___ Extract provided ___
Followers

Thursday, September 25, 2014

The Lost One

Try this, says Julia, after talking about memories and loss - bring to mind the things lost that you want to memorialise, make use of whatever materials you think are appropriate and….make a doll.  She had warned me that I would likely resist. Although we have never met she knows me well.  She also told me that is a powerful act and considered in some societies to be almost religious.

I am as capable of making a doll as the next person.  I allowed my mind to hunt down the necessary materials.  Twigs and sticks were not to be ruled out.  For a moment I entertained the nation of how much like playing voodoo the whole thing sounded.  Did I really want a doll that embodied my loss only to have someone steal it off me and stick pins in it?

The real hiccough was to make “a doll that reflects your emotions”. She assured me that I would know the right form.  It sounds like a remit given to an artist for a display of work in our local art gallery. I’m no artist and, to be honest, some losses are too deep to probe. I have made my peace with them and prefer not to stir the water.

But I can write about loss.

The London Underground lost property office boasts of 12,000 umbrellas, 27,000 phones and 11,000 keys and a shrine to Arsenal FC memorabilia left on trains. One of those umbrellas might me mine depending on how long they hold on to things.

Things that comes to mind that I lost include the keys to a trunk.  The trunk belonged to my brother who had graciously passed it to me in my university days to ferry clothes and books back and forth between Durham and home.  It was bigger than your average suitcase and in those days, in the absence of wheels, a person sent things ahead on the train and picked them up at the destination.  I lost the keys and discovered I had a talent for picking locks with a hairgrip. I can manifest an enormous amount of patience when required.

My husband has lost a selection of walking sticks.  I bought him a really nice one in Lisbon on a recent holiday.  The shop was amazing.  It was like stepping into a past era. Polished walnut cabinets and shelves stored hats for every occasion, not girly hats for weddings, but men’s hats for walking about town and looking gentlemanly.  They had walking sticks too, and the resources to cut them down to whatever size you needed.
___ Entries ___
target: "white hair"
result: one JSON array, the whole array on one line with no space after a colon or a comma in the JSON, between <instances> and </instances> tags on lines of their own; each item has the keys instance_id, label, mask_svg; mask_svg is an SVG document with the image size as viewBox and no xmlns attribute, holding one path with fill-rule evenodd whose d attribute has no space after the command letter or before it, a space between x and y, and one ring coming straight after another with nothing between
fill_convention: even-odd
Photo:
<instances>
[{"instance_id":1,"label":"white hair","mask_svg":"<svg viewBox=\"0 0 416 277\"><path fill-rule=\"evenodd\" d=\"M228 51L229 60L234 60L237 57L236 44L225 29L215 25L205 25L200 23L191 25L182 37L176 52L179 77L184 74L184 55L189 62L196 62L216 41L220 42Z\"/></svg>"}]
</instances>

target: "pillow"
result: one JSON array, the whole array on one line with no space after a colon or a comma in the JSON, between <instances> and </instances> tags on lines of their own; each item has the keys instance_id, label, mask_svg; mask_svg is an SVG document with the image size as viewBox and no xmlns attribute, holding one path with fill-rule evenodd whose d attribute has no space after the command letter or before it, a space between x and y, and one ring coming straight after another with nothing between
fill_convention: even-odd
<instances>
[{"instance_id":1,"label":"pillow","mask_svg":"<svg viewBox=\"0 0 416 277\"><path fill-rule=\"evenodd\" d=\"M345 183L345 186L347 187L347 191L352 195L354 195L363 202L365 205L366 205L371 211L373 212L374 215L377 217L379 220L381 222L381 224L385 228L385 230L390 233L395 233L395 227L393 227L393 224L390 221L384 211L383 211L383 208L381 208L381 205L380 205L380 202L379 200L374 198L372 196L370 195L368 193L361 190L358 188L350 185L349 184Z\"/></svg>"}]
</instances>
___
Written task 1 |
In the blog post about loss, how did the writer get into the trunk after losing its keys?
Written task 2 |
Pick up the blog post about loss right after its last sentence and keep writing it.

Exercise output 1 |
By picking the lock with a hairgrip.

Exercise output 2 |
I have frequently lost my perspective on things.  I was unemployed for a long time.  It came at the end of a gospel outreach year of knocking doors and talking to people in the streets – of being possibly the kind of person most people would give a wide berth to.  Grace seemed to be absent from my presentation.  Afterwards, it was not so easy to slip back into the world of work.  I was overqualified for most jobs in the paper.  There was this voice in my head that insisted that God owed me.  I had given up a year to serve him (“Not your life then?” asks God) and thought I deserved better than the dole queue.  I dissolved into depression and it affected every part of my life. Worship and reading the word were not abandoned but neither were they enjoyed.  I didn’t feel valued and saw criticism in every loving conversation.  It was not a good place to be. My friends rallied round and pushed me out of my pyjamas to at least do some voluntary work.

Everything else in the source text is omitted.